- **TEXT PASSAGE**
▬▬▬▬▬▬▬▬▬▬

Review: I read this book as a stand-alone book even though it is No. 3 of a trilogy. Castells deals with the most important issues of our times, and he does so, in a serious, scholarly, but readable way. This book is "must" reading for people in economics, politics, policy studies as well as in the other social sciences. Interested lay persons will find this book quite accessible..

Rating: 4 stars
Summary: Is information technology the culprit?
Review: Many of the observations Prof. Catells made are valid, however the connection between information technology and the social problems are not very strong. The network states, global criminal society, wealth disparity, etc. are more or less the byproduct of globalization. Yes, information technology accelerates the rate of globalization. But would those social problems exist without information technology? Mostly likely yes. These phenomena are not new, they predate the advent of the Information Age (the World Wide Web and mass adoption of internet is a post-1990 phenomenon). Multinatioal organizations (or globalization) have been around for many decades, same goes for the North-South polical economic paradigm. So, attributing all these social problems to the Information Age (at least that is the impression I got out of it) may not be an accurate representation. Nonetheless, his trilogy does demonstrate the acute problem of a global digital divide, and he suggested some possible solutions in some of his other books.

▬▬▬▬▬▬▬▬▬▬

- **RECORDED DATA**
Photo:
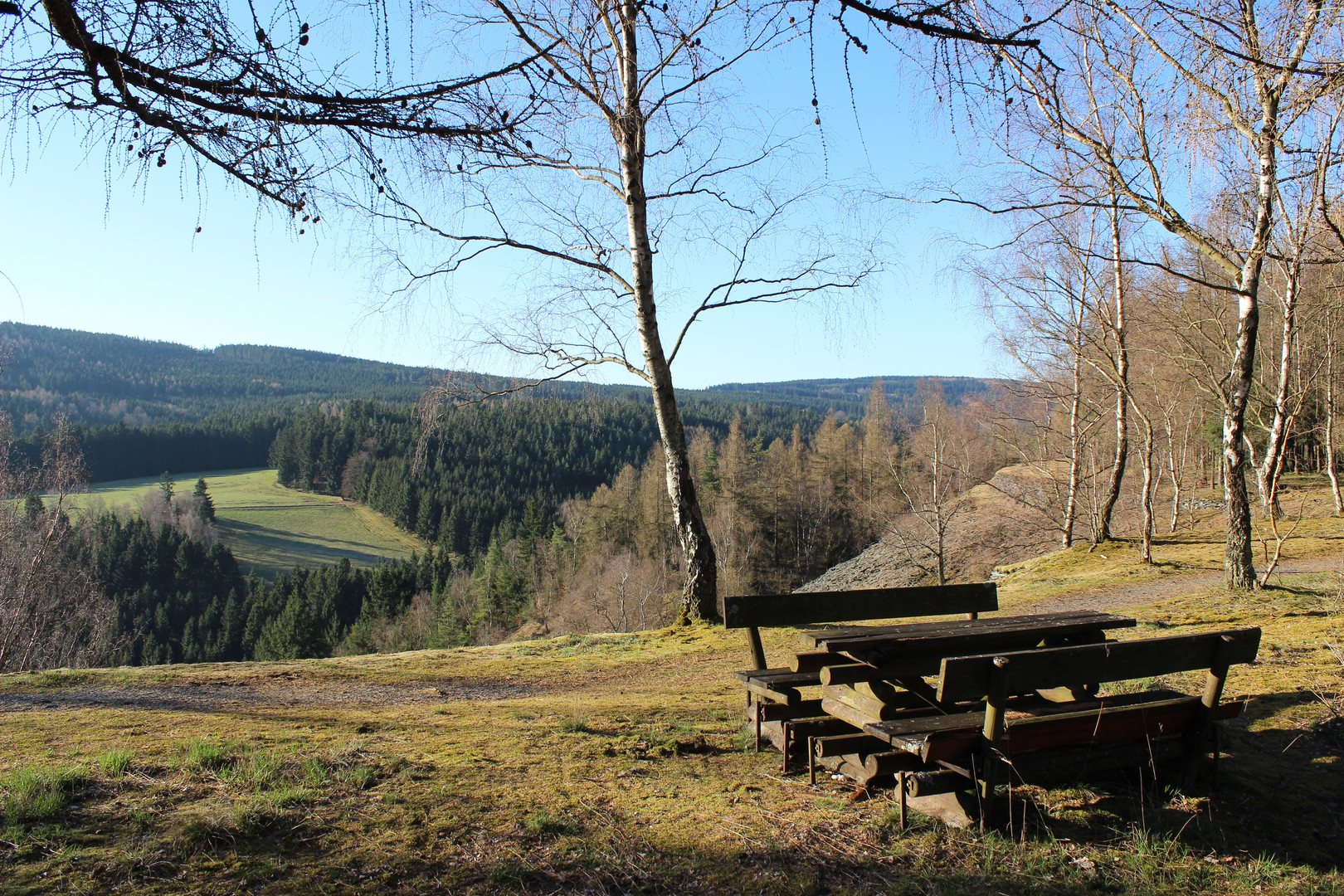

▬▬▬▬▬▬▬▬▬▬

- **TASKS TO COMPLETE**
- 1) Summarize the reviews of the Castells book in two sentences.
- 2) Write out the reviews of the Castells book from "Review: I read" to "book quite accessible..", word for word.
- 3) Pick up the reviews of the Castells book after their final sentence and carry them on.

- **TASK-BY-TASK OUTPUTS**
- 1) One reviewer, who read the book on its own although it is the third of a trilogy, praises it for treating the most important issues of our times in a serious, scholarly, but readable way, and calls it must reading for social scientists that lay readers will also find accessible. A second reviewer finds many of the observations valid but argues that the link between information technology and problems such as global crime and wealth disparity is weak, since these are largely byproducts of globalization that predate the Information Age, while granting that the trilogy shows the acute problem of a global digital divide.

- 2)
Review: I read this book as a stand-alone book even though it is No. 3 of a trilogy. Castells deals with the most important issues of our times, and he does so, in a serious, scholarly, but readable way. This book is "must" reading for people in economics, politics, policy studies as well as in the other social sciences. Interested lay persons will find this book quite accessible..

- 3)
Rating: 1 stars
Summary: don't read it if you can help it
Review: This is a horrible book and very hard to read. The author writes with long sentences that use big words throughout, that are not necessary in understanding his concepts. This book could have been written in half the words and you would have actually been able to comprehend it. VCR manuals read better than this book.

Rating: 3 stars
Summary: whose evaluation?
Review: Who is entitlted to judge 'project identity' over 'risistant identity' without recognizing firstly the issues of power, source, context? It is reasonable to imbue 'project identity' to those self-programming producers as well as to those nation-states that are capable of lunching a war just for their national or religious identity. But it could be harmful to suggest those generic labor give up 'resistant identity' while they are not yet organized or empowered. Not mention to those minority or aboriginal people, who could become extinct without resistance. In fact, why should not a resistant identity be counted as a 'project' in the first place?

At any rate, the descriptive part of the book is a good reference for those who never watch/read international news.